◆ **Goal of the exercise**: Could you rewrite every line of these records, requests included, shifting each x and y coordinate in the answers up by 72?

◆ **Records shown**:

# # # #

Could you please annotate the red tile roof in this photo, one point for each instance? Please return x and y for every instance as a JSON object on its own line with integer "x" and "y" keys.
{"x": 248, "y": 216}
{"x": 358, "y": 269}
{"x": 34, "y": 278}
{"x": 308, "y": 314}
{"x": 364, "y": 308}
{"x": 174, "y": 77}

# # # #

◆ **Task output**:
Could you please annotate the red tile roof in this photo, one point for each instance? Please return x and y for every instance as a JSON object on its own line with integer "x" and "y" keys.
{"x": 320, "y": 288}
{"x": 430, "y": 341}
{"x": 106, "y": 350}
{"x": 380, "y": 386}
{"x": 436, "y": 380}
{"x": 246, "y": 149}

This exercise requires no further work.